### Stated problem
Continue the essay on Ronald Coase after its last sentence.

### Excerpt
(This essay was published in Hong Kong Economic Journal on 23 October 2013)

 

Professor Ronald Coase, who spent most of his academic career at the University of Chicago as a professor of economics in the Law School, died on 2 September 2013 at the age of 102 in Chicago. He was the oldest living Nobel laureate. Coase is best known for two papers. The first paper entitled “The Nature of the Firm” was published in 1937, and the second, “The Theory of Social Cost” was published in 1960. The impact of these two papers was profound because they reoriented the work of economists, political scientists, historians, and legal scholars in a fundamental way. Few individuals have published so little, yet influenced so many, and in such an enduring way. There is little doubt that his influence will continue to grow long after his passing.

### Recorded data
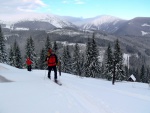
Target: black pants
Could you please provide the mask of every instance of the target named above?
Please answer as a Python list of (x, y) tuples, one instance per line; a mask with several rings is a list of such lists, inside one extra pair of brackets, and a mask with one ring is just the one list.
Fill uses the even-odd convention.
[(50, 78), (52, 69), (54, 70), (54, 79), (57, 79), (57, 68), (56, 68), (56, 66), (48, 66), (48, 78)]
[(31, 71), (31, 68), (32, 68), (31, 65), (28, 65), (28, 71)]

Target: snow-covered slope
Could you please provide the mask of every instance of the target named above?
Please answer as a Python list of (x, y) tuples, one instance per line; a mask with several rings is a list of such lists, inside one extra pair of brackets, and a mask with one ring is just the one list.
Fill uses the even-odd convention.
[(0, 113), (150, 113), (147, 84), (111, 85), (62, 73), (59, 80), (63, 85), (59, 86), (46, 73), (0, 63), (0, 76), (13, 81), (0, 83)]
[(17, 24), (22, 23), (22, 22), (46, 22), (55, 26), (56, 28), (75, 27), (75, 25), (73, 25), (72, 23), (62, 20), (56, 15), (52, 15), (52, 14), (51, 15), (40, 14), (40, 15), (27, 17), (15, 23), (14, 26), (17, 27)]
[(125, 20), (117, 17), (102, 15), (89, 19), (87, 23), (82, 25), (83, 30), (101, 30), (108, 33), (113, 33), (119, 29)]

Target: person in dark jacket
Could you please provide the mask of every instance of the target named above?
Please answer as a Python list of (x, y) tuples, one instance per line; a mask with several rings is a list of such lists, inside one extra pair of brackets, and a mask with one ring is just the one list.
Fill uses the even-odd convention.
[(46, 58), (48, 65), (48, 78), (51, 79), (51, 70), (54, 70), (54, 80), (57, 81), (57, 63), (58, 59), (56, 54), (53, 53), (52, 49), (48, 50), (48, 55)]
[(32, 61), (31, 61), (31, 59), (29, 57), (26, 59), (26, 64), (27, 64), (28, 71), (31, 71), (31, 69), (32, 69), (32, 67), (31, 67)]

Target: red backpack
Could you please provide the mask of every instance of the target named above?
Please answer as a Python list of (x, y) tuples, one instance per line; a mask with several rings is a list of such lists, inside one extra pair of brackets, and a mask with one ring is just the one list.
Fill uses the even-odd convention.
[(51, 54), (48, 58), (48, 66), (56, 66), (56, 56)]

### Right answer
“The Nature of the Firm,” offered groundbreaking insights into why firms exist and established the field of transaction cost economics. Coase showed why typing services, telephone answering services, and other clerical services are not outsourced through the market, but instead managed internally within a firm by hiring secretaries. He identified differences in transaction costs as the crucial factor in determining how clerical services are arranged. If certain tasks were cheaper to organize through the market then the firm would outsource them. Activities that are costly to outsource would be organized within the firm.

 

More importantly, Coase also explained why transaction costs are the raison d’être for the existence of firms in the first place. He offered a new way of thinking about how firms are organized, how they evolve, and why the boundary between firm and market can shift. Transaction costs have become the foundation of a new economic theory of institutions and institutional change – economic, legal, and political.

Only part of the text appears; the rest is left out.